Source information:
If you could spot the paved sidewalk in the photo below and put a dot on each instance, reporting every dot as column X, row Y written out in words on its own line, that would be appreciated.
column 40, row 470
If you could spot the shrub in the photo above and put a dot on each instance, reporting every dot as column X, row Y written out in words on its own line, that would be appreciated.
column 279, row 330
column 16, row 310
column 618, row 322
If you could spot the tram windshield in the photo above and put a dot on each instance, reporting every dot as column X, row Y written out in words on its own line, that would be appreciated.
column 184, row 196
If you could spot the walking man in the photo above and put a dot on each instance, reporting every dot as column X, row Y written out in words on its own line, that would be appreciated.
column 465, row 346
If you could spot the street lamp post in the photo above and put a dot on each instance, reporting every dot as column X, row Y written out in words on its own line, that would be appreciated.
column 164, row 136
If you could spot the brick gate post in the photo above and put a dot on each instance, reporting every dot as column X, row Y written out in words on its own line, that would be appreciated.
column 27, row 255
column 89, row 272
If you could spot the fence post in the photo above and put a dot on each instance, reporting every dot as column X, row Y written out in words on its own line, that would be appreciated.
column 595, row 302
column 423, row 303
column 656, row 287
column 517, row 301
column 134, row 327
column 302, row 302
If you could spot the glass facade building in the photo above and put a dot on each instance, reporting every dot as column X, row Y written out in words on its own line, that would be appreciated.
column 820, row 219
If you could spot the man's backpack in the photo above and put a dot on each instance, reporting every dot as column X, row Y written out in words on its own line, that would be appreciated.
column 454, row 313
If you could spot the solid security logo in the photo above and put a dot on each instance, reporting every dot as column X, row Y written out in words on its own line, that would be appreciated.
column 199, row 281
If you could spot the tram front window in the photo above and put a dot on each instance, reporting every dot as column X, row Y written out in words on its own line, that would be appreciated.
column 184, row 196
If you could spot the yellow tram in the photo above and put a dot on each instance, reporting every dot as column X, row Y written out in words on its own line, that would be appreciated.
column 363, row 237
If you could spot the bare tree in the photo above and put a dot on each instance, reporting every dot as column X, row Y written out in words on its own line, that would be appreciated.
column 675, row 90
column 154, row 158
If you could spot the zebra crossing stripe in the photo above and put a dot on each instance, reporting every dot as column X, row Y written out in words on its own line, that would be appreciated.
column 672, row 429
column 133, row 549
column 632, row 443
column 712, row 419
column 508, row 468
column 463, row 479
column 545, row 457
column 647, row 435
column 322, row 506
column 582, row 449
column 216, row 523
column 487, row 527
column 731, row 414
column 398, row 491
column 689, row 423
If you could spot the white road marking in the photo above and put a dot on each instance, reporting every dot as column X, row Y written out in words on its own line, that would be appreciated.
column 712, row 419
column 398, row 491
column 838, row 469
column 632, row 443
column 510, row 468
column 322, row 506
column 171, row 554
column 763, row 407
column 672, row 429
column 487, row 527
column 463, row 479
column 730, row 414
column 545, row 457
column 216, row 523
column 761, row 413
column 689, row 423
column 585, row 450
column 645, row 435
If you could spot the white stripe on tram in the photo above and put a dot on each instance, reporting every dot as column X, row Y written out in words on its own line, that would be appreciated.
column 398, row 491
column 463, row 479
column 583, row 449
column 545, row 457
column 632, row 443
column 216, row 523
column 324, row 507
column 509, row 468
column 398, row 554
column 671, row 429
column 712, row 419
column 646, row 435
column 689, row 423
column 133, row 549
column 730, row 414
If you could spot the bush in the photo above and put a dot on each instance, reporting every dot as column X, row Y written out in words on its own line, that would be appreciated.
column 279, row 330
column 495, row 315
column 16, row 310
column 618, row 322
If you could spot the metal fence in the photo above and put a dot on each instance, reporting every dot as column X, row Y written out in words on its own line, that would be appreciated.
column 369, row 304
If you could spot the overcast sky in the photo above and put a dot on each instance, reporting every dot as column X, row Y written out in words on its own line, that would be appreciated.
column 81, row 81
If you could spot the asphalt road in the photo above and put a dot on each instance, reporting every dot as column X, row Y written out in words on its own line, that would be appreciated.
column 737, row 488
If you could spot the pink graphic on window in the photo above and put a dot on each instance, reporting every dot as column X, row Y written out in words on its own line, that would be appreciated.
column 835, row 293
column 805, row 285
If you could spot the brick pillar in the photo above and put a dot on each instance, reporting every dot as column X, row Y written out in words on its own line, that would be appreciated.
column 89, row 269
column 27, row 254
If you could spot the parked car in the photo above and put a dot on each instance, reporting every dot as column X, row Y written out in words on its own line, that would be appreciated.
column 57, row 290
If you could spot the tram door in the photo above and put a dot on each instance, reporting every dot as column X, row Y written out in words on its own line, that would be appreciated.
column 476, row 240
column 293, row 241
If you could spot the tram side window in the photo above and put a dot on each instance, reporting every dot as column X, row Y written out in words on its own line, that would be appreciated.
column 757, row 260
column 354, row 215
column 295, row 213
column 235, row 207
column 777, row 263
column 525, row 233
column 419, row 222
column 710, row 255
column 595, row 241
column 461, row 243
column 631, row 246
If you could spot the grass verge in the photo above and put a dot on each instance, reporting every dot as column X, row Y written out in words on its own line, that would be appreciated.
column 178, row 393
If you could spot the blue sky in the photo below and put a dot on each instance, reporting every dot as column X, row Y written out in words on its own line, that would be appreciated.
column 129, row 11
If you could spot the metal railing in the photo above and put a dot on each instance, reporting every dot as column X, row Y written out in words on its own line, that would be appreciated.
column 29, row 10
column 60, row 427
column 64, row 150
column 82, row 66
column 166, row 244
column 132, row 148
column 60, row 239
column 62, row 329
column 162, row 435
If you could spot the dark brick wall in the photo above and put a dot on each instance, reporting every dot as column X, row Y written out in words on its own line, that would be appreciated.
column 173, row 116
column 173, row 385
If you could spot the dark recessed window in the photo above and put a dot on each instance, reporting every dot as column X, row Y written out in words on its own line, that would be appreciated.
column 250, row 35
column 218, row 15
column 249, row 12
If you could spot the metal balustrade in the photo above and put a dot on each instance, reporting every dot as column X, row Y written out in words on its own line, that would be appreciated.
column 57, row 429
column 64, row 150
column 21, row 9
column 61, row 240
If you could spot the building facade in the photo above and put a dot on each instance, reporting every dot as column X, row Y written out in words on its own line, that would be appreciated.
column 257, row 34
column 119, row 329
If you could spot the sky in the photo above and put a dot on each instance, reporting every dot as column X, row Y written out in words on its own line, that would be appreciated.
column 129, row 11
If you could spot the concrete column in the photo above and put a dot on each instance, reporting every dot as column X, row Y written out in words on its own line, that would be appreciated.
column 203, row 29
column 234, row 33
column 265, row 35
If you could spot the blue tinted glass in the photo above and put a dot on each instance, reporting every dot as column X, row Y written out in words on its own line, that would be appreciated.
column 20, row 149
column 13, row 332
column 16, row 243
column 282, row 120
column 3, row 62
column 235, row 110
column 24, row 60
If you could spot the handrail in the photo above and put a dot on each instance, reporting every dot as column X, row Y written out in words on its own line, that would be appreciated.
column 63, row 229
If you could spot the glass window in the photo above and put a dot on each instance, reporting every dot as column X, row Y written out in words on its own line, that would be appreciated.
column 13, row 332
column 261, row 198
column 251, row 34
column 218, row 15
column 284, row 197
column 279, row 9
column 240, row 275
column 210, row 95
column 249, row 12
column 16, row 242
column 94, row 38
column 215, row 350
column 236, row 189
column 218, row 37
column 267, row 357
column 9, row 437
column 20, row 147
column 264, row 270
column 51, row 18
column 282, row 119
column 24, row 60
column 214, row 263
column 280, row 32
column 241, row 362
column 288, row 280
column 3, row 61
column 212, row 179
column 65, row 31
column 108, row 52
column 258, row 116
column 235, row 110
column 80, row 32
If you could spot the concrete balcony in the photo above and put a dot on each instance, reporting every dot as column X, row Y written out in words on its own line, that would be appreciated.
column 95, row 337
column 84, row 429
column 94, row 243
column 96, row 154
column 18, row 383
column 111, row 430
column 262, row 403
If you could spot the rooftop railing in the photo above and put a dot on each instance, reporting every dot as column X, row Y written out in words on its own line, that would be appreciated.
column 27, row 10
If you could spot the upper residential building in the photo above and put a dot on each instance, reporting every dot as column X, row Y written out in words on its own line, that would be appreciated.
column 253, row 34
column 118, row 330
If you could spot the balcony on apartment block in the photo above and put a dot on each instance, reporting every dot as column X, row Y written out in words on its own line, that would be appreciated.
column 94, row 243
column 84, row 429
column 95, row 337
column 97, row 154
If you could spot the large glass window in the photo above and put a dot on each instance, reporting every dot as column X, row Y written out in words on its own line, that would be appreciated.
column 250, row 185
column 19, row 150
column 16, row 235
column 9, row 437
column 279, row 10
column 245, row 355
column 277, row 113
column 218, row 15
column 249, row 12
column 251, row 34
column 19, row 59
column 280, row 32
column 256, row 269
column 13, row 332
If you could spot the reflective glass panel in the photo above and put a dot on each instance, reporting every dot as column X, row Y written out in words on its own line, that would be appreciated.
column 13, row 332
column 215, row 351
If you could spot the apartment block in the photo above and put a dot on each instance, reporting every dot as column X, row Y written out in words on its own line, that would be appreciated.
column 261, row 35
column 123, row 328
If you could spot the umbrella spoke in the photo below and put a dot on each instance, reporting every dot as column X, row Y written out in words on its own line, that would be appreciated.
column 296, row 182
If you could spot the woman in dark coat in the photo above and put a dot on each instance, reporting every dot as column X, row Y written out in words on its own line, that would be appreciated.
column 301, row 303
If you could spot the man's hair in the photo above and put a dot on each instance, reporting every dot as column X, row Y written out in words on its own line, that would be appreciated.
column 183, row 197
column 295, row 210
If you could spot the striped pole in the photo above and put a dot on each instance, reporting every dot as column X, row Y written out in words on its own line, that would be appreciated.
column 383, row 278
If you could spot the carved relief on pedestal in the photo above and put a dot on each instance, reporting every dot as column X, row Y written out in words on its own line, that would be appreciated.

What you have to do: Print only the lines running from the one with "If you could spot the man's hair" to the final line of the data above, each exactly as it appears.

Answer section:
If you could spot the man's hair in the photo above and put a dot on each instance, reporting every dot as column X, row Y written out in words on its own line, that would be appreciated.
column 183, row 197
column 295, row 210
If you could spot the striped pole in the photo above and put a dot on each instance, reporting every dot as column X, row Y written out in words on its own line, that would be appreciated.
column 383, row 278
If you could spot the carved relief on pedestal in the photo above and put a dot on each instance, reporting every dot as column X, row Y written out in words on its own line, that would be appreciated.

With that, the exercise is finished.